◆ **GIVEN TASK**:
List every playstyle named in the table of tennis playstyles ranked by win % below.

◆ **QUOTED PASSAGE**:

Playstyles ranked by win %
ATP 1996–2025 · players with ≥ 50 matches · k-means (k = 4)
Playstyle	Players	Win %¹	Ace Rate	DF Rate	1st In%	1st Win%	2nd Win%	BP Save%
Big Server	92	55.3%	12.3%	4.2%	60.9%	76.1%	51.6%	64.5%
Aggressive Baseliner	187	48.0%	6.2%	3.2%	61.8%	69.9%	51.1%	60.7%
All-Court	135	43.7%	8.0%	5.0%	56.6%	72.4%	48.4%	59.9%
Counter-Puncher	158	38.1%	4.4%	3.9%	61.5%	66.5%	48.0%	56.8%
¹ Raw win % across all tour-level ATP matches; not adjusted for opposition strength.

Code

player_profiles |>
  group_by(style) |>
  slice_max(win_pct, n = 6, with_ties = FALSE) |>
  ungroup() |>
  arrange(style, desc(win_pct)) |>
  select(style, player, n_matches, win_pct,
         ace_rate, second_win_pct, bp_save_rate) |>
  gt() |>
  tab_header(
    title    = "Top players by playstyle",
    subtitle = "Highest win % within each cluster (min 50 matches · ATP 1996–2025)"

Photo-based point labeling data

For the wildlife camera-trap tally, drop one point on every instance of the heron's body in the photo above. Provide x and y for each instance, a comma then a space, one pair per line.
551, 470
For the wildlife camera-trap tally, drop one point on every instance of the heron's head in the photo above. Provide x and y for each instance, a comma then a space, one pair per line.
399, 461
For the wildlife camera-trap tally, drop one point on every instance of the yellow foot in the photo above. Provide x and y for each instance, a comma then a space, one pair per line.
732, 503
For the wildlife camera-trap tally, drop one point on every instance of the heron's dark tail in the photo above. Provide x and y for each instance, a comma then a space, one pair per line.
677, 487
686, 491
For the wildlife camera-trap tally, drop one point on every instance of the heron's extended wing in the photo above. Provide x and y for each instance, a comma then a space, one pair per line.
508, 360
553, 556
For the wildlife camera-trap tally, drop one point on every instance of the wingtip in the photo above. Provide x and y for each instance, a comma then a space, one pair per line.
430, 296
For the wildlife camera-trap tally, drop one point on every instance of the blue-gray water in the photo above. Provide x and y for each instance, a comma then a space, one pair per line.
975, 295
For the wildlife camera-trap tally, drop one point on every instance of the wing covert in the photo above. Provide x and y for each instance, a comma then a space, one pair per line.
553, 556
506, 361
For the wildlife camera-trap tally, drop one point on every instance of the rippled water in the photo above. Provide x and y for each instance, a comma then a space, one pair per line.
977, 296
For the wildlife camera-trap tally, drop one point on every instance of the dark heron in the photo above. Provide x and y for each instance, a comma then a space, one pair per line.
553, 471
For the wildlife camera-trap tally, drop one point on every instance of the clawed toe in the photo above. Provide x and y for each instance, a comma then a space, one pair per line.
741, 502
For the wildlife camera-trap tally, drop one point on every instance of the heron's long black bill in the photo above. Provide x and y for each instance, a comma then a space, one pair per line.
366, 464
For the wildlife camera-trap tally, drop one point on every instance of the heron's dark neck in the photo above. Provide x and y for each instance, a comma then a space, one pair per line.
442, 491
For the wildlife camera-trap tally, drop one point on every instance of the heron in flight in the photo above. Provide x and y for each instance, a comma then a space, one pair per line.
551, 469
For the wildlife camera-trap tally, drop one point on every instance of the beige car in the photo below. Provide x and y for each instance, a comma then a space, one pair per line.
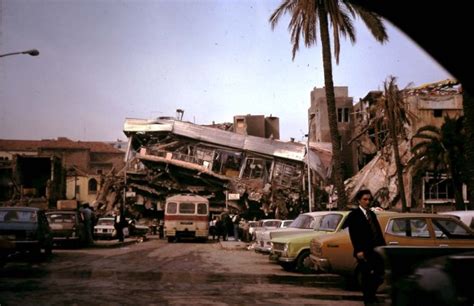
334, 253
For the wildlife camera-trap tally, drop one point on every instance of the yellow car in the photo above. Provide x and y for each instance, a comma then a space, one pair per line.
334, 253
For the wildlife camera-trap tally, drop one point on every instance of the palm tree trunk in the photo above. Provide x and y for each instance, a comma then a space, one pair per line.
393, 135
331, 105
457, 187
468, 106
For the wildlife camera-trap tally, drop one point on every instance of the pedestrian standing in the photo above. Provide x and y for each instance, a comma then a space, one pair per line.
236, 223
119, 225
366, 234
88, 222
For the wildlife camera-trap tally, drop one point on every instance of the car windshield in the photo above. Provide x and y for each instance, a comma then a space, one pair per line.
330, 222
451, 229
305, 221
17, 216
275, 223
105, 222
61, 218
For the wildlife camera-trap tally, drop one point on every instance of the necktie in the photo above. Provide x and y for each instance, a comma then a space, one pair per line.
373, 227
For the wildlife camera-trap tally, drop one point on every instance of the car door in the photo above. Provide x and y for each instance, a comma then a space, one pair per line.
450, 232
409, 231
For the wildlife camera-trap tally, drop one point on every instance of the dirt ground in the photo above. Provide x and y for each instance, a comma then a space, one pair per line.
159, 273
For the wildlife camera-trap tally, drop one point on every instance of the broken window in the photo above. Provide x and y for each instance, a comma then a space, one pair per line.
343, 114
172, 208
437, 113
204, 156
256, 168
228, 163
286, 174
92, 186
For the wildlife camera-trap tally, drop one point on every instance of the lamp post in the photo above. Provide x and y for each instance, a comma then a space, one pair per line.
32, 52
310, 189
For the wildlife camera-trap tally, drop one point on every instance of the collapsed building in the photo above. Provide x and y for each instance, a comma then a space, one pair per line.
252, 175
429, 104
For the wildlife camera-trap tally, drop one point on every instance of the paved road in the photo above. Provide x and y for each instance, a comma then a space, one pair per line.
155, 272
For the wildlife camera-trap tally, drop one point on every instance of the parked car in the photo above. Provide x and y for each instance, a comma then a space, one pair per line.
306, 222
264, 224
334, 253
292, 252
466, 216
67, 226
24, 230
104, 229
137, 228
421, 275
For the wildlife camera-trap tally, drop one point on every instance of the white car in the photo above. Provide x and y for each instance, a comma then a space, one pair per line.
105, 229
466, 216
306, 222
263, 225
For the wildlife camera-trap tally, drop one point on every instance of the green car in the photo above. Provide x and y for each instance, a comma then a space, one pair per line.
292, 252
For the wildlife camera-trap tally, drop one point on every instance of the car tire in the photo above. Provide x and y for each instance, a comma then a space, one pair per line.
288, 266
303, 262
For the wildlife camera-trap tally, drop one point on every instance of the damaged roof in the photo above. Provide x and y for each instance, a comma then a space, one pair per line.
287, 150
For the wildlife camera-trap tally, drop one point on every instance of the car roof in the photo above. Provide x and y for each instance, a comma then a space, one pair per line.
24, 208
61, 212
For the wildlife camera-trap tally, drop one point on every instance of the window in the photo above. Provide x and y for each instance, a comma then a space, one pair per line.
171, 208
255, 168
343, 114
92, 186
450, 229
405, 227
436, 189
187, 208
202, 209
330, 222
437, 113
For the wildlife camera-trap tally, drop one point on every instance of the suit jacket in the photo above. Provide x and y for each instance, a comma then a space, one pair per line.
362, 237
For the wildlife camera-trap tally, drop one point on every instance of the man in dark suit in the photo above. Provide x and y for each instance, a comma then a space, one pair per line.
365, 233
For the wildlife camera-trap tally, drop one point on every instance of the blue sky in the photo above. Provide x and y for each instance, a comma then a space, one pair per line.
102, 61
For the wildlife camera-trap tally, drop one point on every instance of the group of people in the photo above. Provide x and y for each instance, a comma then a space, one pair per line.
224, 225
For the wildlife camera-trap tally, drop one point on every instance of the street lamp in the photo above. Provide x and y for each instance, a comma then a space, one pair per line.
32, 52
310, 188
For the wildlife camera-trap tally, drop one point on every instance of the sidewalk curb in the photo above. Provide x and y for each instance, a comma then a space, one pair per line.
104, 244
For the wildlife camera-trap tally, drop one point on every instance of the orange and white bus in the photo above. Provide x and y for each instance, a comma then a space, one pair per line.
186, 216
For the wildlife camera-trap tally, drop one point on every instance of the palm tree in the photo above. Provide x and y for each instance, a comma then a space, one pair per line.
397, 118
388, 117
441, 150
306, 15
468, 108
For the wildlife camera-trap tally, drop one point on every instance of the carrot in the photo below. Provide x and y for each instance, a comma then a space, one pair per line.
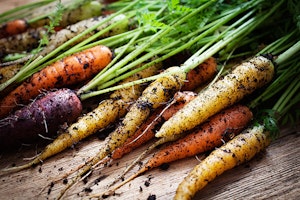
239, 150
217, 130
147, 129
243, 80
194, 79
8, 71
155, 95
107, 112
71, 31
68, 71
201, 74
43, 116
13, 27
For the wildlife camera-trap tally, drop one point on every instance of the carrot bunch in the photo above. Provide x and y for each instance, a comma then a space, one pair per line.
141, 104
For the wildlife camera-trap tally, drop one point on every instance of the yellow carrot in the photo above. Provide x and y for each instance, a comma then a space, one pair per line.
243, 80
237, 151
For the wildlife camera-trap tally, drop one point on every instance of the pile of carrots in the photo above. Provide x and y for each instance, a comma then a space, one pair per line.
194, 107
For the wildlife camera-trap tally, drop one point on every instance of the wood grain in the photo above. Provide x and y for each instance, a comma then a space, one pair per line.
273, 174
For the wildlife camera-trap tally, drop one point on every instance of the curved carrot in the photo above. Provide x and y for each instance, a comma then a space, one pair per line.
194, 79
68, 71
13, 27
233, 87
147, 129
157, 93
106, 113
219, 128
240, 149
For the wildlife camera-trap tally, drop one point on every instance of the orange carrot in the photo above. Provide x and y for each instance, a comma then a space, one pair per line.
68, 71
219, 128
13, 27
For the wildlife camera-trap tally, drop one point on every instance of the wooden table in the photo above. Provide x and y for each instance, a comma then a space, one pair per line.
273, 174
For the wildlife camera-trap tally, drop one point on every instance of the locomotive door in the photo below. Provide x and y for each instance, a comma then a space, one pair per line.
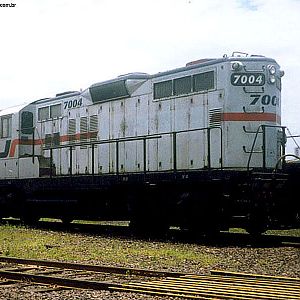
26, 134
214, 131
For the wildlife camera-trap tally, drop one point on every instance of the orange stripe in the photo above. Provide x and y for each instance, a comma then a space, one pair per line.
17, 142
270, 117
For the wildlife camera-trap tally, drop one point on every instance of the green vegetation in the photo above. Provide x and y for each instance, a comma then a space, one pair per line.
37, 244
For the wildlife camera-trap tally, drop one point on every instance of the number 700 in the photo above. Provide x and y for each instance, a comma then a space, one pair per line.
264, 99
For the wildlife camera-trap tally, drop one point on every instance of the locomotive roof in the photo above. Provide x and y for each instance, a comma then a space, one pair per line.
123, 85
212, 61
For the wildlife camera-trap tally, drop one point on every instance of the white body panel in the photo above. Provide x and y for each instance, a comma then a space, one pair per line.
210, 127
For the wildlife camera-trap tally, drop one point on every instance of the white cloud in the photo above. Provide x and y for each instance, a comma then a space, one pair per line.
54, 45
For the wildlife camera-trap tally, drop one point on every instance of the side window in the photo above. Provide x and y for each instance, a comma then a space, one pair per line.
43, 113
6, 126
27, 122
55, 111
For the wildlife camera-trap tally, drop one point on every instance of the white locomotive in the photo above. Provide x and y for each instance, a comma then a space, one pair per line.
215, 107
211, 115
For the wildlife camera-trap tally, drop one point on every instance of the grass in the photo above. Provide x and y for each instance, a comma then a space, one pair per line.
25, 242
290, 232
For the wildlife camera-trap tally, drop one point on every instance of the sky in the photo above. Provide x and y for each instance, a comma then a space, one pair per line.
52, 46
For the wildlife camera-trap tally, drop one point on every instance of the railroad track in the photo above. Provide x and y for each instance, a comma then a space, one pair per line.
217, 285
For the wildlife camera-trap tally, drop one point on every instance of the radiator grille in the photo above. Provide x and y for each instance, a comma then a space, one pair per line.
215, 117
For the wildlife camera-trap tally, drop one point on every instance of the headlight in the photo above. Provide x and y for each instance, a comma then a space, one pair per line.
236, 65
272, 69
272, 79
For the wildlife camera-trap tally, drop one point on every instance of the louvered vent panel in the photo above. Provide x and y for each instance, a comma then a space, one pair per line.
215, 117
83, 129
93, 127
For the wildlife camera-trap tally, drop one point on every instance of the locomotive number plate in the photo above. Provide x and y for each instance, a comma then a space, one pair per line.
248, 79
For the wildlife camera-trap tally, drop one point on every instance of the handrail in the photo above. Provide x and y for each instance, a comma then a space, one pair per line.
263, 127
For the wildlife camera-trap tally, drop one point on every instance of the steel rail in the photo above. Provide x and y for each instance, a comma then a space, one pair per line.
217, 285
93, 268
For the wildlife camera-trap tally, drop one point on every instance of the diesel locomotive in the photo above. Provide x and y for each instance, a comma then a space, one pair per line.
199, 147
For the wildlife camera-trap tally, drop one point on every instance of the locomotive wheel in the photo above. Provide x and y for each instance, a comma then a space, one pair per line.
66, 220
30, 220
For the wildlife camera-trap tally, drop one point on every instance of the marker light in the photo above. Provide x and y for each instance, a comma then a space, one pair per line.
272, 79
236, 65
272, 69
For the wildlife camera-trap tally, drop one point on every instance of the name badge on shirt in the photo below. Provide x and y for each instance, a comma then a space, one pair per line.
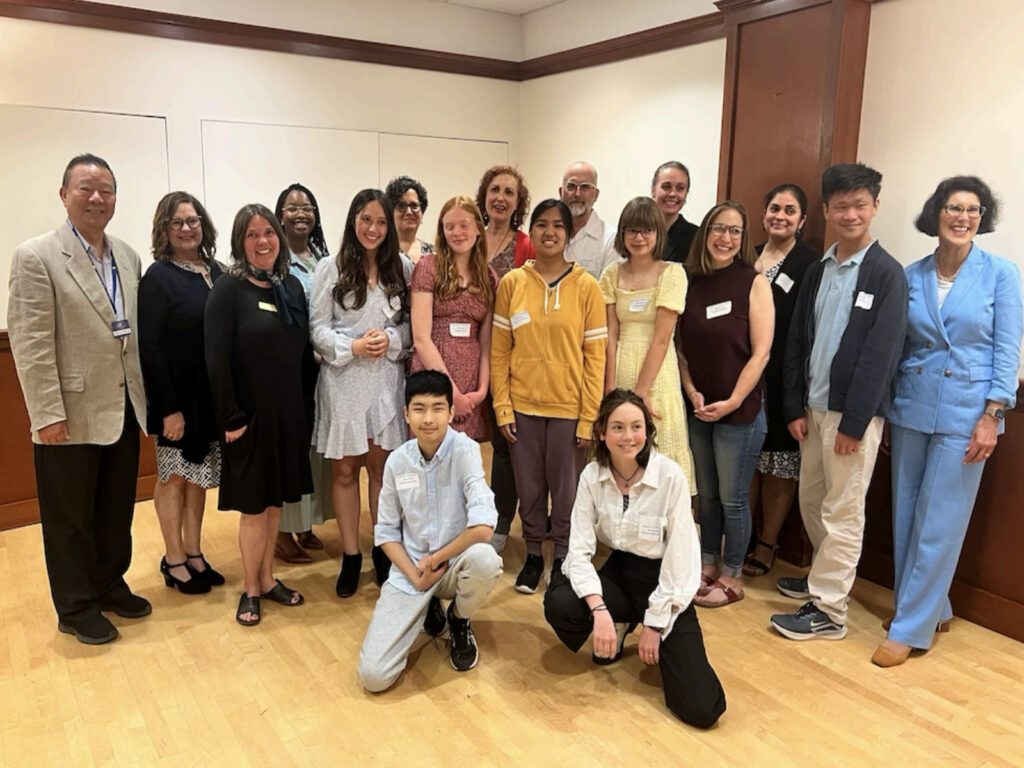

◆ **SOLVED EXERCISE**:
Big Server, Aggressive Baseliner, All-Court, Counter-Puncher